THE TASK
Rescale the part of the listing that starts with the line containing "Point out tree line in this frame." and runs through the line containing "[294,149,332,160]", giving only those lines and repeating every one of them, requests included. Multiply each bounding-box coordinate by 0.6 and round it to a whole number, with halves rounded up.

DATA ROWS
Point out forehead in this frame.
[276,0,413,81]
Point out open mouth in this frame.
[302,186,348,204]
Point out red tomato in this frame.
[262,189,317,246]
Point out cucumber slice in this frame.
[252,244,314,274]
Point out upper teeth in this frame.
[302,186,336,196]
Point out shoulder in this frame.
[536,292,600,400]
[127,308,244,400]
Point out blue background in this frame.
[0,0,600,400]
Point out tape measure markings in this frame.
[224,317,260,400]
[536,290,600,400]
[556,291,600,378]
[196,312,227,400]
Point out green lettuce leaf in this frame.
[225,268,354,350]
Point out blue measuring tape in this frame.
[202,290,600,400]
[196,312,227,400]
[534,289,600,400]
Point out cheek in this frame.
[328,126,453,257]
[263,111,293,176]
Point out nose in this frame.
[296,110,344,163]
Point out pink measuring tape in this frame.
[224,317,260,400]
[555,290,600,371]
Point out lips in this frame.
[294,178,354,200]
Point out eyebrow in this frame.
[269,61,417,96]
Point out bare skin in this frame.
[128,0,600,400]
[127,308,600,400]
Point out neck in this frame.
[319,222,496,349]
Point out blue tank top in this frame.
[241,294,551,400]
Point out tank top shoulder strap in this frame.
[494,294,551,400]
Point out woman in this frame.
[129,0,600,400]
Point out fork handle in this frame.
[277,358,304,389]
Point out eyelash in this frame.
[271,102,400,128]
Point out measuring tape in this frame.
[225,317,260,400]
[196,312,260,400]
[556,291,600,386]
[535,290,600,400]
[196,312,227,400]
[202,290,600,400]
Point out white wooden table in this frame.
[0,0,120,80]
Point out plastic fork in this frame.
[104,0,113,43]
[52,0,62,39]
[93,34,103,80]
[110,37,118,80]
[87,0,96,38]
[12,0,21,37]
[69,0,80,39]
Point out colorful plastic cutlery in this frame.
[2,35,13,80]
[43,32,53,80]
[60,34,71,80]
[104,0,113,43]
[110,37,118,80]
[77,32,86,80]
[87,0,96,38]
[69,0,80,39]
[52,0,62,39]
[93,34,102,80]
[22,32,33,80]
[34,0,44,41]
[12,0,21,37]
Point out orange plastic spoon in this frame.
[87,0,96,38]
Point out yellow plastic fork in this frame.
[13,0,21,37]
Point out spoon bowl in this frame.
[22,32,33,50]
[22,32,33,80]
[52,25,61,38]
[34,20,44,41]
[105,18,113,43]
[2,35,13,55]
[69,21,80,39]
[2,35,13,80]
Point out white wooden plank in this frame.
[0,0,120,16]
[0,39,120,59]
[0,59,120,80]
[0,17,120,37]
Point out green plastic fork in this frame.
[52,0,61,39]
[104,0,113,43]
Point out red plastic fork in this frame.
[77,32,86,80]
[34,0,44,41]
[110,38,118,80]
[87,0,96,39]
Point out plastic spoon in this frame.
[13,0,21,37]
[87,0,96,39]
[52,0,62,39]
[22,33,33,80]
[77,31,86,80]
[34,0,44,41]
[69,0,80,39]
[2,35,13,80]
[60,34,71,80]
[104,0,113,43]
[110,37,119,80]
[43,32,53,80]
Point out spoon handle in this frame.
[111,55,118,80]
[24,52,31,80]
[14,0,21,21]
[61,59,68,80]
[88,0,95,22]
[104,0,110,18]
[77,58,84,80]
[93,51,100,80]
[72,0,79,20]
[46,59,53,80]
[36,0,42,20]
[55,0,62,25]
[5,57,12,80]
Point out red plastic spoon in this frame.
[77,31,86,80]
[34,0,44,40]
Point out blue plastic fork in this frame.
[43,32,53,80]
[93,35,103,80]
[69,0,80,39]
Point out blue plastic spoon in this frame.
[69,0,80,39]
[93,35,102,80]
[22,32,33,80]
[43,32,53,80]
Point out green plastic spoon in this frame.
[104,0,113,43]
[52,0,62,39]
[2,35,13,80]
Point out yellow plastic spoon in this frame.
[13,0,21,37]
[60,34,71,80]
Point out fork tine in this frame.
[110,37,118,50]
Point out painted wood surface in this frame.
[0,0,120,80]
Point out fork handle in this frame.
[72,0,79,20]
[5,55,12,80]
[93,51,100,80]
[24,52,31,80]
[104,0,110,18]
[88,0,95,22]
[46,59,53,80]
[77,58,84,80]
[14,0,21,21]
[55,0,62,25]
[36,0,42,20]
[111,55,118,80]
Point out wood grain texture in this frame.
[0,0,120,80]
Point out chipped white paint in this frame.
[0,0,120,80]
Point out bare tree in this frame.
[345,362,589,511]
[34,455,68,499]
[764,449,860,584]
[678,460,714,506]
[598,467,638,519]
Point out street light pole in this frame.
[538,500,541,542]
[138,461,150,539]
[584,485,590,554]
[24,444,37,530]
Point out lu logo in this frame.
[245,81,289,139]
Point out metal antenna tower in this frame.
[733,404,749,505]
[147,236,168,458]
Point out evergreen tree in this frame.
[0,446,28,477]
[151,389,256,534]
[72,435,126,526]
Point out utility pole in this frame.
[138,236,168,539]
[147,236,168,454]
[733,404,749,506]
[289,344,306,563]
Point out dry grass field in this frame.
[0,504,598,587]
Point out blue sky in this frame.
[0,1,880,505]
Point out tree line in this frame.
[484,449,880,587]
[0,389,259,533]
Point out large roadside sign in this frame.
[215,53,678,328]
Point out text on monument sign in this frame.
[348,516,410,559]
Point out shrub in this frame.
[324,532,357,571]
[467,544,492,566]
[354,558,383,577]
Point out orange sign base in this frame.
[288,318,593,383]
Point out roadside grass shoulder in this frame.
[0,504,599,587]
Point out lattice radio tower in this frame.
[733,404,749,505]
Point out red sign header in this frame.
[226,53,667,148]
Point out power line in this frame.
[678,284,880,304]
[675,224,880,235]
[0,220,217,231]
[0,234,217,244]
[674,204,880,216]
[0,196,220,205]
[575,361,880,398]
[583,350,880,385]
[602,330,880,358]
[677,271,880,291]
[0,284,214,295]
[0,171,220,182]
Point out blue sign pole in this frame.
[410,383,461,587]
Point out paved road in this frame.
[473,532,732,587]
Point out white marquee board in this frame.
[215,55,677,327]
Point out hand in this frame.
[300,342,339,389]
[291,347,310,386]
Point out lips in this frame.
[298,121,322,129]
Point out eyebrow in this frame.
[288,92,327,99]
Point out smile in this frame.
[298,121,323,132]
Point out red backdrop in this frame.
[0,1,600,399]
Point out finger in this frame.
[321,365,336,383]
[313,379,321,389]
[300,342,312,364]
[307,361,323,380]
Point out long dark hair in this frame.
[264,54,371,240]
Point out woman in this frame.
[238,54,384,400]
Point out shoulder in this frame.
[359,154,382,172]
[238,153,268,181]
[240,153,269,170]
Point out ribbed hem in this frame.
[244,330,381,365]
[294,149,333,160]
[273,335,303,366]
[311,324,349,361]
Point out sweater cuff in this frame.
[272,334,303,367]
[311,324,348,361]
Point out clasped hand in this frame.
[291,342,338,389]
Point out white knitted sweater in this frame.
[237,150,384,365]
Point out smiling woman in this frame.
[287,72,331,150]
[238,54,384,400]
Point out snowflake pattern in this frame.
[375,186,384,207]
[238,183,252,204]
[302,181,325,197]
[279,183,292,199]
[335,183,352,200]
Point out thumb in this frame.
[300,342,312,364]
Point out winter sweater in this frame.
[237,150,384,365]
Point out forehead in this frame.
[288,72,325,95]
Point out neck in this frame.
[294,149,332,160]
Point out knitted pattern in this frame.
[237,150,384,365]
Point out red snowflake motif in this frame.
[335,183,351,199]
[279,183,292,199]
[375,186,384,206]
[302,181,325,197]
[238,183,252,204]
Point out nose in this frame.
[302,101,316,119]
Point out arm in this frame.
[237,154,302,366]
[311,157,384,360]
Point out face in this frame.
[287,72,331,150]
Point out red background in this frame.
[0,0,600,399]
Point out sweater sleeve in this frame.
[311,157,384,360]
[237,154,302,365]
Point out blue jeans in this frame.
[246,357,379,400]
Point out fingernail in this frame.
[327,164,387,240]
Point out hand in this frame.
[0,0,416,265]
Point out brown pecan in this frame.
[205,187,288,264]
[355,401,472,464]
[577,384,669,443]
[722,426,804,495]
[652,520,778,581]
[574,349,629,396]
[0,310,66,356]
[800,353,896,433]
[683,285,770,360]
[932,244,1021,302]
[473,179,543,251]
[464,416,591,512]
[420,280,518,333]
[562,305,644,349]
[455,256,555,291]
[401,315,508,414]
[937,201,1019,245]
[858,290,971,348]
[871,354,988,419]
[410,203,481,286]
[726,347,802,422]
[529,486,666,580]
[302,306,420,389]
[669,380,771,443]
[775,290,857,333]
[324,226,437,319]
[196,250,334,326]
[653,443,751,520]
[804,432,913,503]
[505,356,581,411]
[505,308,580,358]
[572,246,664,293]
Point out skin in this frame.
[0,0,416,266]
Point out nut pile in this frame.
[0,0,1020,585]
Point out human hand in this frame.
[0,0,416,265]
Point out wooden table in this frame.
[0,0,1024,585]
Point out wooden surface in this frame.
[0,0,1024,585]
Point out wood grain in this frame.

EXERCISE ANSWER
Point out tree line in this frame.
[290,269,528,352]
[0,233,155,320]
Point out large roadside sign in this frame.
[129,32,407,197]
Point out text on monument sign in this frame.
[209,310,246,335]
Point out shrub in this frame.
[194,319,214,343]
[280,326,295,340]
[212,335,230,346]
Point out orange sign base in this frame.
[173,191,356,230]
Point out roadside grass shoulder in this frame.
[0,302,359,352]
Point out lattice radio tower in this frame.
[440,242,449,303]
Point out red sign header in this frame.
[136,32,400,89]
Point out power line in this frame.
[407,170,528,182]
[405,134,528,141]
[0,132,130,139]
[0,140,130,146]
[404,122,528,130]
[0,118,132,123]
[345,217,528,239]
[350,210,528,231]
[361,198,528,215]
[406,163,528,175]
[0,170,128,177]
[0,103,132,109]
Point out blue sign pole in this frame.
[246,230,277,352]
Point out paved road in this frame.
[284,319,439,352]
Point out white marquee board in this frame.
[129,33,406,196]
Point out hand in this frame.
[180,205,203,233]
[175,208,186,232]
Point out lips in this frame.
[179,73,193,77]
Point out eyebrow in this frame.
[173,55,196,59]
Point out smile in this frame.
[179,73,194,79]
Point out red backdrop in this frame.
[0,1,360,239]
Point out finger in this frame.
[193,219,202,230]
[188,227,193,233]
[180,205,187,218]
[184,217,194,228]
Point out long dark hair in this frame.
[158,32,223,144]
Point out woman in this frame.
[143,32,230,240]
Point out shoulder in this frame.
[215,92,229,103]
[143,92,161,109]
[144,92,161,102]
Point out ribbed hem in this frame.
[146,198,229,219]
[176,89,200,96]
[164,201,182,220]
[187,194,209,217]
Point out sweater cuff in this frame.
[163,200,182,220]
[187,194,209,217]
Point out clasped hand in this frame.
[175,205,203,233]
Point out white knitted sweater in this frame.
[142,90,230,219]
Point out smiling woman in this frame.
[172,43,199,90]
[143,32,230,240]
Point out snowflake pattern in this frame.
[225,112,230,124]
[143,110,151,122]
[181,109,195,118]
[167,110,175,119]
[201,110,211,120]
Point out thumb in this frame.
[180,205,187,218]
Point out winter sweater in this frame.
[142,90,230,219]
Point out forehead in this frame.
[173,43,195,57]
Point out neck in this frame.
[176,89,199,96]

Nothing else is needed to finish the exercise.